**TASK DESCRIPTION:** Copy everything in the listing below word for word, apart from any images.
* begin RECORDED DATA *
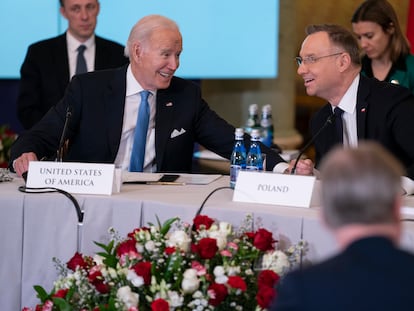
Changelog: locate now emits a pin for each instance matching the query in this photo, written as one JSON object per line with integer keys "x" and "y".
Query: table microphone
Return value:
{"x": 329, "y": 120}
{"x": 59, "y": 151}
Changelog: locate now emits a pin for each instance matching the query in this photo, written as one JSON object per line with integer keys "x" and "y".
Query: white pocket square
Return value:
{"x": 176, "y": 132}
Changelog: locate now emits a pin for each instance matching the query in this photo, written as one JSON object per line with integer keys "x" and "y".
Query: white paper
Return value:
{"x": 197, "y": 179}
{"x": 140, "y": 177}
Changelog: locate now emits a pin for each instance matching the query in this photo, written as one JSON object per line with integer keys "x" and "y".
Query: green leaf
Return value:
{"x": 62, "y": 304}
{"x": 41, "y": 293}
{"x": 167, "y": 225}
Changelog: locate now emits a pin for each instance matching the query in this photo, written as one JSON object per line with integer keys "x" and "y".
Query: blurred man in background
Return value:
{"x": 361, "y": 199}
{"x": 50, "y": 64}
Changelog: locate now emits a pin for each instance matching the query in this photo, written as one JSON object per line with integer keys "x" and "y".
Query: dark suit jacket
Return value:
{"x": 98, "y": 100}
{"x": 45, "y": 74}
{"x": 385, "y": 113}
{"x": 371, "y": 274}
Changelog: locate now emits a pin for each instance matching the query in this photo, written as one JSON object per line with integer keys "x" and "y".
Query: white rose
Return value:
{"x": 135, "y": 279}
{"x": 175, "y": 299}
{"x": 190, "y": 282}
{"x": 127, "y": 297}
{"x": 98, "y": 259}
{"x": 220, "y": 277}
{"x": 150, "y": 246}
{"x": 221, "y": 238}
{"x": 179, "y": 239}
{"x": 276, "y": 261}
{"x": 225, "y": 227}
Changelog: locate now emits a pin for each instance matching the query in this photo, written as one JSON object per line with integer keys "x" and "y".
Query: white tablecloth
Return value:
{"x": 37, "y": 227}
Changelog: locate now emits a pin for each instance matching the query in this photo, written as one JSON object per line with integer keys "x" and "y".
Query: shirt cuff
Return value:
{"x": 407, "y": 184}
{"x": 280, "y": 167}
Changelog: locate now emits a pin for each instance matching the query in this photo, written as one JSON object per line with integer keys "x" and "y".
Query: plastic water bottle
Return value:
{"x": 253, "y": 119}
{"x": 238, "y": 156}
{"x": 266, "y": 124}
{"x": 254, "y": 157}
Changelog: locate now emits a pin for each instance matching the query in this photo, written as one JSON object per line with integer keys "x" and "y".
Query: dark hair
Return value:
{"x": 382, "y": 13}
{"x": 340, "y": 37}
{"x": 360, "y": 185}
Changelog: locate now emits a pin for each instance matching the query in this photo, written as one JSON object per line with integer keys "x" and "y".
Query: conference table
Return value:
{"x": 38, "y": 227}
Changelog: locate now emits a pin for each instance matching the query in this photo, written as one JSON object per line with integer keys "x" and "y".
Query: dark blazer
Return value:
{"x": 44, "y": 74}
{"x": 371, "y": 274}
{"x": 98, "y": 99}
{"x": 401, "y": 72}
{"x": 385, "y": 113}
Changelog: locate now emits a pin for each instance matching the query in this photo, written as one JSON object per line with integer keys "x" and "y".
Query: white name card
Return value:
{"x": 73, "y": 177}
{"x": 276, "y": 189}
* end RECORDED DATA *
**REPLY TO THE EXERCISE:**
Changelog: locate now emits a pin for each instance matching the query in this photo, written as one JSON object per line with integer keys "x" and "y".
Query: table microphone
Return value:
{"x": 329, "y": 120}
{"x": 59, "y": 151}
Changelog: locate now emits a pin for each instance matching the query in this photo, written as one JSON object per line with integer keys "x" and "y".
Query: white pocket square
Return value:
{"x": 176, "y": 132}
Changelog: locate now emits a pin for each instance matching the query in this photo, written as one JSON object per line with integer keys "x" and "y".
Query: white paper
Return value:
{"x": 197, "y": 179}
{"x": 140, "y": 177}
Changelog: locate now emits a pin for each instance matching the query in this photo, written as one JSON object per line with integer keys "x" and "y".
Query: green leaf
Return value:
{"x": 62, "y": 304}
{"x": 41, "y": 293}
{"x": 167, "y": 225}
Changelog: locate now emits a pin for each instance matching the query in this photo, written as one JSON object per line with integer keys "x" and "y".
Query: blurred man in background
Return value:
{"x": 361, "y": 199}
{"x": 50, "y": 64}
Changelog: locate now emits a pin for each instance matching the query in this photo, written as one JSON object per line with integer keys "x" and "y".
Query: dark suit jacket
Return value:
{"x": 98, "y": 100}
{"x": 45, "y": 74}
{"x": 385, "y": 113}
{"x": 371, "y": 274}
Changelog: locate now emits a pin for each instance matching the query in this photo, written as one JSON object per line with integer keys "x" and "y".
Query: white rose
Return value:
{"x": 135, "y": 279}
{"x": 175, "y": 299}
{"x": 190, "y": 282}
{"x": 127, "y": 297}
{"x": 98, "y": 259}
{"x": 220, "y": 277}
{"x": 150, "y": 246}
{"x": 221, "y": 238}
{"x": 179, "y": 239}
{"x": 276, "y": 261}
{"x": 225, "y": 227}
Changelog: locate now emits a pin for each instance matching the query in this photo, written as one JSON object per line with integer keys "x" and "y".
Query: white tablecloth
Return value:
{"x": 37, "y": 227}
Changelog: locate now emits a pin for each instance matching the query in this photo, written as one JSON object per line with integer keys "x" and "y".
Query: shirt cuff
Return value:
{"x": 407, "y": 184}
{"x": 280, "y": 167}
Changelog: locate now emits a pin for each instance matching the query in this photo, written as one JSON object per line with integer keys "x" and "y".
Query: plastic water bottle
Return value:
{"x": 253, "y": 119}
{"x": 238, "y": 156}
{"x": 266, "y": 124}
{"x": 254, "y": 157}
Changelog: locate now emits a pin for each instance matching the query in this photo, written as one JSON object per line with integer keys "x" and "y".
Query: dark hair
Return value:
{"x": 382, "y": 13}
{"x": 340, "y": 37}
{"x": 360, "y": 185}
Changelog: locate now emits a pin for each instance matching the query in this photo, written as one JSON object per line with integer keys "x" and "y".
Query: conference table
Return value:
{"x": 38, "y": 227}
Changelog: locate now emits a pin for each instance matching the query in this photo, written as one JSON object per line with integer keys "x" and "y".
Query: dark blazer
Return value:
{"x": 44, "y": 74}
{"x": 371, "y": 274}
{"x": 98, "y": 99}
{"x": 401, "y": 72}
{"x": 385, "y": 113}
Changelog: locate now emits a pin for each instance matching the query in this photo, written as one JSON object per line with integer keys "x" and "y".
Query: white name card
Return value:
{"x": 73, "y": 177}
{"x": 276, "y": 189}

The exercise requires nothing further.